> _What to do_
Could you copy the anxiety text word for word, starting with "Take a hot or" and going on through "triggers your anxiety."?

━━ Supplied text

Feeling Anxious?

Anxiety is a normal part of living.  It’s our bodies’ way of telling us something isn’t right.  It keeps us from harm’s way and prepares us to act quickly in the face of danger.  However, for some people, anxiety is persistent, irrational, and overwhelming.  It may get in the way of day-to-day activities and even make them impossible.  This may be a sign of an anxiety disorder.

There are many different types of anxiety, including:  generalized anxiety disorder (GAD), obsessive-compulsive disorder (OCD), panic disorder, posttraumatic stress disorder (PTSD), social anxiety disorder, and/or specific phobias.

Generalized Anxiety Disorder is characterized by persistent, excessive, and unrealistic worry about everyday things.  This worry goes on every day, possibly all day.  People struggling with GAD feel their worrying is beyond their control and can’t be turned “off” no matter how much they try to make that happen.  They often expect the worst, even when there is no real reason for concern.   Their excessive worrying can be about health, family, money, work, or any number of different things.  This worry is hard to control, and occurs on more days than not.  The unrelenting worry interferes with every day living and can affect all areas of life, including social, work/school, and family.

Physical symptoms of anxiety include:
Muscle tension;  Fatigue;  Restlessness;  Difficulty sleeping; Irritability;  Edginess; and/or  Gastrointestinal discomfort or diarrhea.

How can anxiety affect your life?

Generalized anxiety disorder can affect all areas of life, including social, work/school and family.  It is believed that 7 out of 10 people with anxiety agreed that their chronic anxiety had an impact on their relations with spouses/significant others, and two thirds reported that anxiety had a negative effect on their friendships.

Help for your struggle with anxiety:

It is important to remember that there is no single “right” treatment.  What works for one person may or may not be the best choice for someone else, and so, your treatment should be tailored to your individual needs.

Whether you have normal anxiety or an anxiety disorder, these strategies might help you cope: 


Go for a walk or jog.

Do yoga.


Just get moving!

Take a hot or cold shower.

Talk to someone …spouse, significant other, friend, child, or therapist.

Hold your pet.

Walk barefoot in the grass.

Keep a daily journal.

Become aware of what triggers your anxiety.

Eat a balanced diet.  (Don’t skip meals and try to avoid caffeine which can trigger anxiety symptoms.)

Yes or no?  Are you troubled by: 

~ Excessive worry, occurring more days than not, for at least 6 months?
~ Unreasonable worry about a number of different situations, such as work, school and/or health?
~ Your inability to control or “shut off” your worry?

Yes or no? Are you bothered by at least 3 of the following: 

~ Restlessness, feeling keyed up or on edge?
~ Being easily tired?
~ Concentration problems?
~ Irritability?
~ Muscle tension?
~ Trouble falling asleep, staying asleep or restless/unsatisfying sleep?
~ Anxiety that interferes with your daily life?

Yes or no? In the last year, have you experienced:

~ Changes in sleeping or eating habits?
~ Feeling sad or depressed more days than not?
~ A disinterest in life more days than not?
~ A feeling of worthlessness or guilt more days than not?
~ An inability to fulfill responsibilities at work/school or family due to alcohol or drug use?
~ A dangerous situation, such as driving under the influence, caused by alcohol or drug use?
~ Being arrested due to alcohol or drugs?
~ The need to continue using alcohol or drugs despite it causing problems
for you and/or your loved ones?

If you’ve answered “yes” to several of these questions, therapy may be able to help you.

━━━━
━━ Given entries

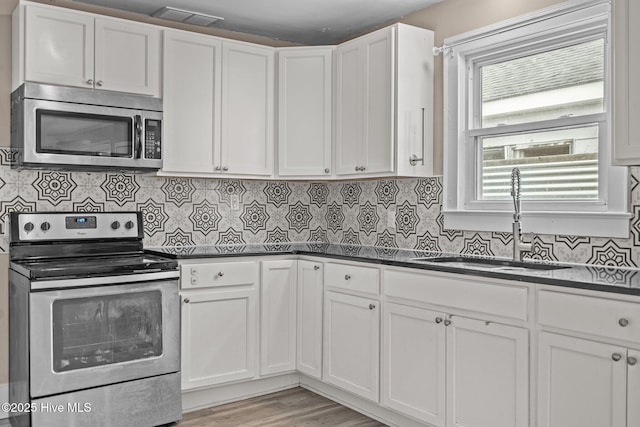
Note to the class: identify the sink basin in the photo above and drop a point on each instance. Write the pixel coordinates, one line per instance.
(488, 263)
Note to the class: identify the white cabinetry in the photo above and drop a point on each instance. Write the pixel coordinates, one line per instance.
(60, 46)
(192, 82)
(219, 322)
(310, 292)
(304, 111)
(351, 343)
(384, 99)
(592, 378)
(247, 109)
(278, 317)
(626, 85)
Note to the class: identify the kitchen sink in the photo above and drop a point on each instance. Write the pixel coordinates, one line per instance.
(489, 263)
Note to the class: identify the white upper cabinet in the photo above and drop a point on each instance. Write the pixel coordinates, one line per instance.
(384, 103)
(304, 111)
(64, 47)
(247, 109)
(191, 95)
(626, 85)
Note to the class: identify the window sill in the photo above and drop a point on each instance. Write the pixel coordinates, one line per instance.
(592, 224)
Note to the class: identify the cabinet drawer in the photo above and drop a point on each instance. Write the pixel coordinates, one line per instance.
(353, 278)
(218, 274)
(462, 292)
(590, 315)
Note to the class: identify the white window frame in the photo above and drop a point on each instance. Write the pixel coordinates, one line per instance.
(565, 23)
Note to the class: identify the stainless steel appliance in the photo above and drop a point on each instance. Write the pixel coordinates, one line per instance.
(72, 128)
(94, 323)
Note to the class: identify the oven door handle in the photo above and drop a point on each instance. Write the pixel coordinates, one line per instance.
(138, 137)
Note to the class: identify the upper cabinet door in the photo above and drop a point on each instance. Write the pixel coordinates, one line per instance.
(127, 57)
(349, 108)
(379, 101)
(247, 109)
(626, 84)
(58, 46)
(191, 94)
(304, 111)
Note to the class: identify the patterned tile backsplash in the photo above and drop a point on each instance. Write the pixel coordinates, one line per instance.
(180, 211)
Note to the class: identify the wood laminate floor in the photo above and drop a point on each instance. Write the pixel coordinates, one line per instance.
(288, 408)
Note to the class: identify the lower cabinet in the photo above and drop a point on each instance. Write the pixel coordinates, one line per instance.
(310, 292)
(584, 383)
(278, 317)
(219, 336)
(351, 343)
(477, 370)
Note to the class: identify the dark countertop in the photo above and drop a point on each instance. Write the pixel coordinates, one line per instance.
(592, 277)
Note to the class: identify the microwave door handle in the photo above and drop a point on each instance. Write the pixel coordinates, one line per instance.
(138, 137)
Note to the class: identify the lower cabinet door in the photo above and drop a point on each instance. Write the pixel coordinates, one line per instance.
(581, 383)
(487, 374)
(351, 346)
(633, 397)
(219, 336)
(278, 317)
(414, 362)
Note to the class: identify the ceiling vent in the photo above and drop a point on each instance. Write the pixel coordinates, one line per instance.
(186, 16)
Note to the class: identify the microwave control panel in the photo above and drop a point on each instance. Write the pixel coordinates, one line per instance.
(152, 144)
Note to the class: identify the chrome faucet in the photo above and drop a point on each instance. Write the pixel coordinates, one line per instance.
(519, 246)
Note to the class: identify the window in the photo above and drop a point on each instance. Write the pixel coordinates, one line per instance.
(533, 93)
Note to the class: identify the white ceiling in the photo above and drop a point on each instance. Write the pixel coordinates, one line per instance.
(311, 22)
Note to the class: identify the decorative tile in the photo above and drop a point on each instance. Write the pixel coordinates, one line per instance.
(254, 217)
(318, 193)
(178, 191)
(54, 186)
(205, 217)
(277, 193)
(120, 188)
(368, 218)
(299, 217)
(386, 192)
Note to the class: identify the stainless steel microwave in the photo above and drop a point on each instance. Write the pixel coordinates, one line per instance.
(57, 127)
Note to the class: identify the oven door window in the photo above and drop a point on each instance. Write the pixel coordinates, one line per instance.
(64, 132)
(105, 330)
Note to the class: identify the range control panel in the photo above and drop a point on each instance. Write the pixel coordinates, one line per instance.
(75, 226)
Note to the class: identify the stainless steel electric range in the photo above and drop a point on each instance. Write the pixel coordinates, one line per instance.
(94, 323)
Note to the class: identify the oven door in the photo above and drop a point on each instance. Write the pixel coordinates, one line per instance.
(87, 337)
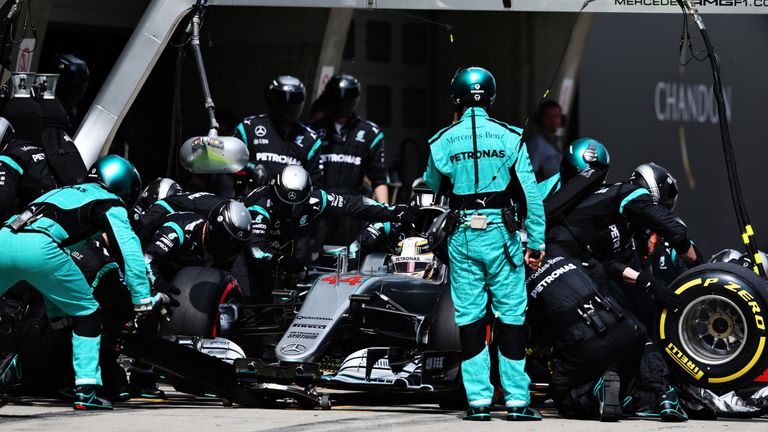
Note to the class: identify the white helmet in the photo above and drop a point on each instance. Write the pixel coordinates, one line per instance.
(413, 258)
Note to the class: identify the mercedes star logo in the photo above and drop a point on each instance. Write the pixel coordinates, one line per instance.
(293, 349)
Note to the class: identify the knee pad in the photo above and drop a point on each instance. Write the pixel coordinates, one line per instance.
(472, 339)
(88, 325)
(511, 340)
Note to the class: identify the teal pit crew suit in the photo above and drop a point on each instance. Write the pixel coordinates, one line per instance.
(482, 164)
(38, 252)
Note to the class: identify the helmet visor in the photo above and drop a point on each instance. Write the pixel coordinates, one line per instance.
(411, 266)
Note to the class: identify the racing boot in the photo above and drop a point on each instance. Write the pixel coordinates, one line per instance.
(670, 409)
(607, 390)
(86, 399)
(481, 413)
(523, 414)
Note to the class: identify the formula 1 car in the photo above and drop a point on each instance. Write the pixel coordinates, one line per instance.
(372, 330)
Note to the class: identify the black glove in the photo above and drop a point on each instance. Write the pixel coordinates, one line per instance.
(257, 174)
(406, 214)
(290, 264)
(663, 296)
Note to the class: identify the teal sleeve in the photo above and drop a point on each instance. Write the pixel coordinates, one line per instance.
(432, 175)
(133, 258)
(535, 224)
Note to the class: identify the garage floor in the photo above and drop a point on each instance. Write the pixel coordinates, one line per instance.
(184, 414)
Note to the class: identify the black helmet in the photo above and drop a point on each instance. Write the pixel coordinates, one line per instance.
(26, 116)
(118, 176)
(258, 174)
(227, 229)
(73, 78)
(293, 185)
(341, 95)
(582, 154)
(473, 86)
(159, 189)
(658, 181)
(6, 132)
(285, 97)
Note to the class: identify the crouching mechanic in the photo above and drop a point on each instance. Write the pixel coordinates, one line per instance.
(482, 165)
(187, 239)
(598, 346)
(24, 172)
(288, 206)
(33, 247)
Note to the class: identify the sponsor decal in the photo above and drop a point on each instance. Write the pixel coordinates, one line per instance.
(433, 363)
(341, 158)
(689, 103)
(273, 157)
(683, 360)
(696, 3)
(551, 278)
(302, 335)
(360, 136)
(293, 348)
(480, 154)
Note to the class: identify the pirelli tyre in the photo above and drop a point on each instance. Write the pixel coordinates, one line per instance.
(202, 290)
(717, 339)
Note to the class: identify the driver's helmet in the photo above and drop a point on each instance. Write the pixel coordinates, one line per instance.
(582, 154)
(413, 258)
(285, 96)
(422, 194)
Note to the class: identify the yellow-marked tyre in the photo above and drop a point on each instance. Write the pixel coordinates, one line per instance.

━━━━

> _Exercise output_
Take a hot or cold shower.

Talk to someone …spouse, significant other, friend, child, or therapist.

Hold your pet.

Walk barefoot in the grass.

Keep a daily journal.

Become aware of what triggers your anxiety.